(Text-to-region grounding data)
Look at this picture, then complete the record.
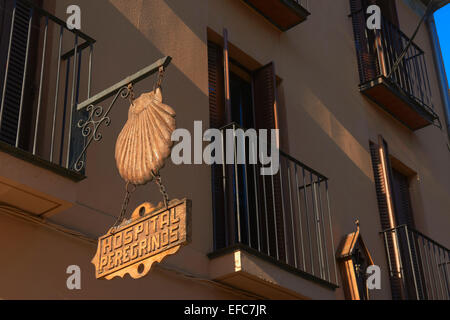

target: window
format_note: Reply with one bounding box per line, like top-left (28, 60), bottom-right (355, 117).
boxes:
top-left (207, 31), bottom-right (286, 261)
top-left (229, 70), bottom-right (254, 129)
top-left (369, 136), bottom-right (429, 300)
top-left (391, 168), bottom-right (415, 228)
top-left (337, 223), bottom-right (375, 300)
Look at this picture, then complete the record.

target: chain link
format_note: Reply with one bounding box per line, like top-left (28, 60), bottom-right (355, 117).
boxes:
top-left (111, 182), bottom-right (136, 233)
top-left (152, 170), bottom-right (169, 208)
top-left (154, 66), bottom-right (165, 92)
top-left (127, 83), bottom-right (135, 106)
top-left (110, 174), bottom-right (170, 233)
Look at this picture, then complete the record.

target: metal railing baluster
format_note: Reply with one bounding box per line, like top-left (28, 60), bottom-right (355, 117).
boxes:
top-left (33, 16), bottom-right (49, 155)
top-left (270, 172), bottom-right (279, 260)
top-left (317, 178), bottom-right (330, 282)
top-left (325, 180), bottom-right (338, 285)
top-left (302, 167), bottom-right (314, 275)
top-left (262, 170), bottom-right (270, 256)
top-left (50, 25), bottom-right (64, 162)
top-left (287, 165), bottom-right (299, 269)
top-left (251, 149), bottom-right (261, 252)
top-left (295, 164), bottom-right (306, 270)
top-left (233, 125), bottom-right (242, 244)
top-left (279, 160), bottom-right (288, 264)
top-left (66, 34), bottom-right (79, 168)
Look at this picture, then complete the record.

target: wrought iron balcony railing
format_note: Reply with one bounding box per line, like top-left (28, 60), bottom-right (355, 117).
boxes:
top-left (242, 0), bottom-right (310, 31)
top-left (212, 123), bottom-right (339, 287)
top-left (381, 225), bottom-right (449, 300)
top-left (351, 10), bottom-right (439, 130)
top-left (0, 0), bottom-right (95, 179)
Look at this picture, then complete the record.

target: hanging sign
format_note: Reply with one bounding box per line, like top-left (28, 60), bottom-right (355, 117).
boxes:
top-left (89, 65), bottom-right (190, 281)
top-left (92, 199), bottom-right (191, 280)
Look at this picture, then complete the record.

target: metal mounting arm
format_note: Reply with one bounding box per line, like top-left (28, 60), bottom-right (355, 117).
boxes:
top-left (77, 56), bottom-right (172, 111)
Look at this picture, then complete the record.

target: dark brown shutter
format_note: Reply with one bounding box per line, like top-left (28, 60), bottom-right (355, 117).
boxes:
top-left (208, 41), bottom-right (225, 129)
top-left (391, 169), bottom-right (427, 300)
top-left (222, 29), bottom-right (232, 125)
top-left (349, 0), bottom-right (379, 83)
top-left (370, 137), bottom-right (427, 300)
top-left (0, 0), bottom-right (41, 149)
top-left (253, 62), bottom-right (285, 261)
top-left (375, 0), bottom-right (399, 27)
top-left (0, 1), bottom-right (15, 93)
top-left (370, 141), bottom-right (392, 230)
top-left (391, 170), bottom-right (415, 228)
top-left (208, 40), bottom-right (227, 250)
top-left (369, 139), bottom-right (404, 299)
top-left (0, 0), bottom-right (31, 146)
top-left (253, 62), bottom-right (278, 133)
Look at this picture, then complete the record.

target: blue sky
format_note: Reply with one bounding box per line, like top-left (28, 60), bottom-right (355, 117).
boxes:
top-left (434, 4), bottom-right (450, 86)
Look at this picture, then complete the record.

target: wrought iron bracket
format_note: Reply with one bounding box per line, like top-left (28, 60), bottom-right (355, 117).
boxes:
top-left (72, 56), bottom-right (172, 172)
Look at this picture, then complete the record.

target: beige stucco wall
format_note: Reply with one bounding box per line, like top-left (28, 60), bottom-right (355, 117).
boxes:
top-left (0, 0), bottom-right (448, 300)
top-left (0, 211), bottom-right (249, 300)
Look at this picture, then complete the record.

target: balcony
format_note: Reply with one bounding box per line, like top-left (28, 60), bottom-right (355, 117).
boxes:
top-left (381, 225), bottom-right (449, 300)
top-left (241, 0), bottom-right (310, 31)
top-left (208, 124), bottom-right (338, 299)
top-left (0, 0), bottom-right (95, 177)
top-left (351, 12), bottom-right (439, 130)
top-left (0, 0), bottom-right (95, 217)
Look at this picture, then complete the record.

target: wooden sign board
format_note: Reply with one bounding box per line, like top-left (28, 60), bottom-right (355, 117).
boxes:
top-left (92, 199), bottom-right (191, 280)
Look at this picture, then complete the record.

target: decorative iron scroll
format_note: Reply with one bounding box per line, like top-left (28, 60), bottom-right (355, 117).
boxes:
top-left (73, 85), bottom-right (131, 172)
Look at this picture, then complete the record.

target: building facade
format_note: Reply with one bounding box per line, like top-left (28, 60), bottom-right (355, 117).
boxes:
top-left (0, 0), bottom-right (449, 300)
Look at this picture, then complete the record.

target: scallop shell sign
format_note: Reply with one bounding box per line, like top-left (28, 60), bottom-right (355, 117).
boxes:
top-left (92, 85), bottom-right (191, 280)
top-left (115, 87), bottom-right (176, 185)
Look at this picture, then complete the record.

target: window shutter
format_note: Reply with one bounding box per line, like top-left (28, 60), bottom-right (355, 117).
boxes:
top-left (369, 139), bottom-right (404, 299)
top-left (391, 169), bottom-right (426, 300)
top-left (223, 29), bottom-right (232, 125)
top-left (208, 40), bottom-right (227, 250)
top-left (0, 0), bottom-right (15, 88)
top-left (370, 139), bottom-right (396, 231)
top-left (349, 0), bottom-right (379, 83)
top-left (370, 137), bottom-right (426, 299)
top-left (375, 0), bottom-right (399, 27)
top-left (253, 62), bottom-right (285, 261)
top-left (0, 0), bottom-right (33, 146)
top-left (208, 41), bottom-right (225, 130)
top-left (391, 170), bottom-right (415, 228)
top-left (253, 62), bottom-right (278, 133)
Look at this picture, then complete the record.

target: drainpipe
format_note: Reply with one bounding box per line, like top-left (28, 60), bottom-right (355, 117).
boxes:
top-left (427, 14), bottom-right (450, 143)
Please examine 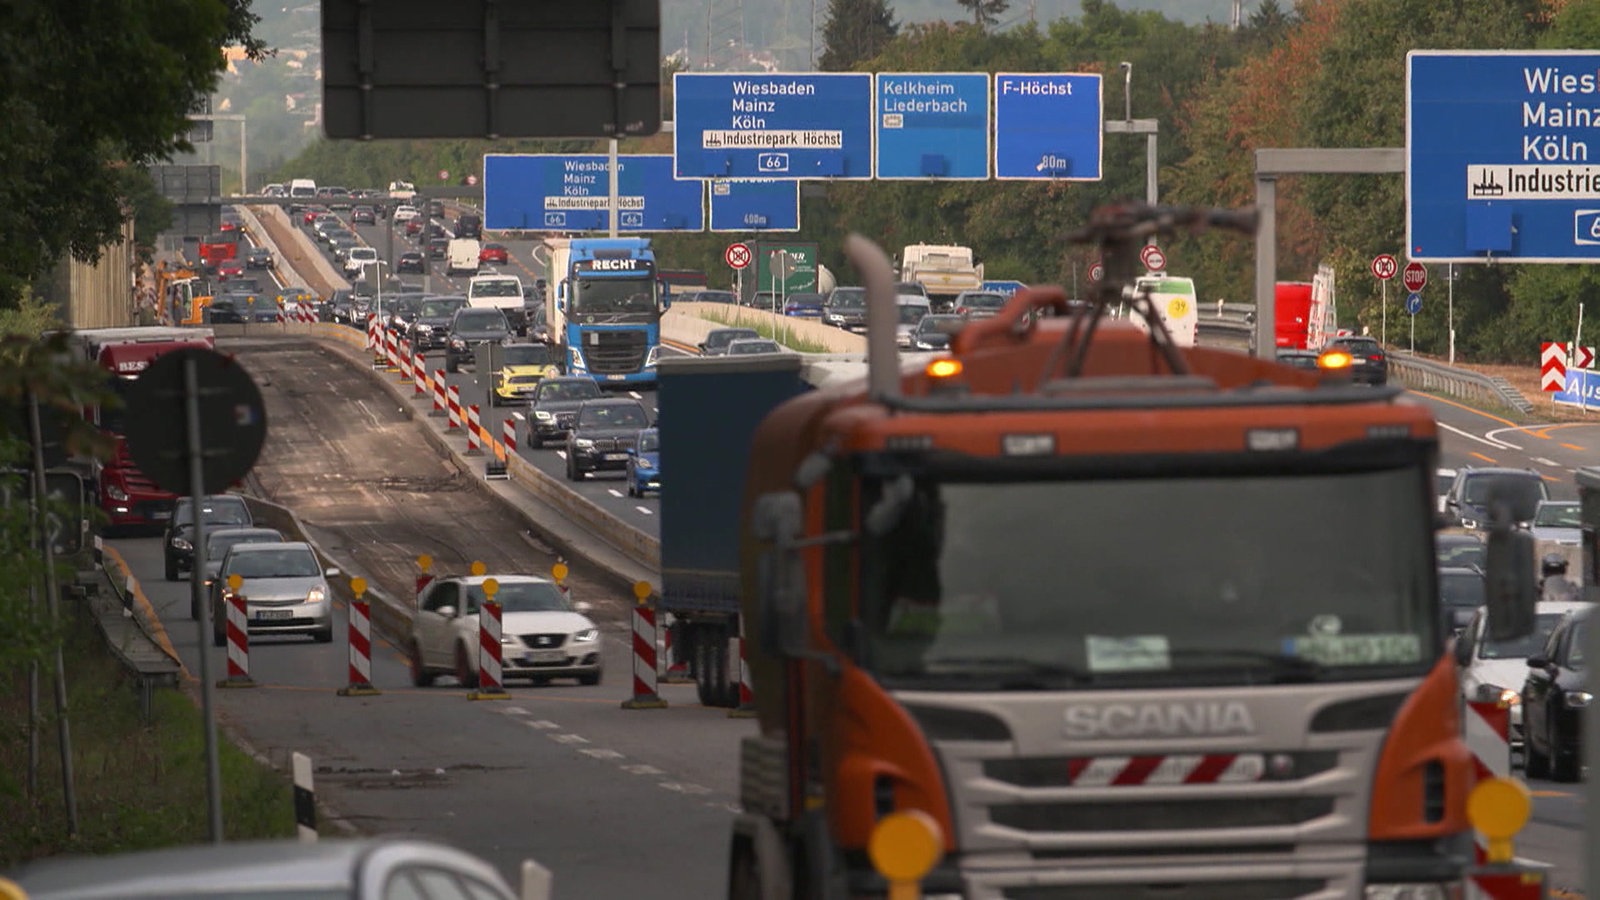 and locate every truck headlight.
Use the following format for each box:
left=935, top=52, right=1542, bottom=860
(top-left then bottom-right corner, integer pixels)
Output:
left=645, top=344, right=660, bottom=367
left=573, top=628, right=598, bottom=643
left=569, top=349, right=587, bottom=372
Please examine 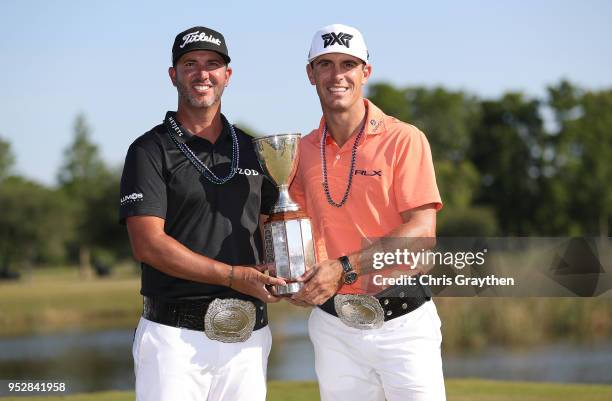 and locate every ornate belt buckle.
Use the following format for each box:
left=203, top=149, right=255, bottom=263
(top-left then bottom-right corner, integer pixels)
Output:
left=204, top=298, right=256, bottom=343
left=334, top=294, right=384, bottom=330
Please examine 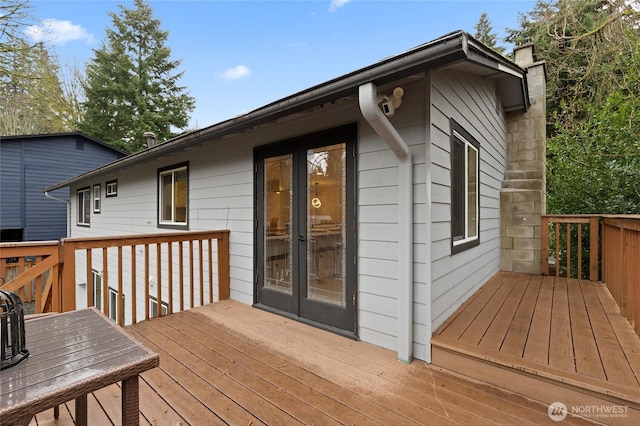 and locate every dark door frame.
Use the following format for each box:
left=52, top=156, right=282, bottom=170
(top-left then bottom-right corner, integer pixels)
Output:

**Exercise**.
Please show all lines from the entries that contain the word "window".

**Expected output**.
target: window
target: window shutter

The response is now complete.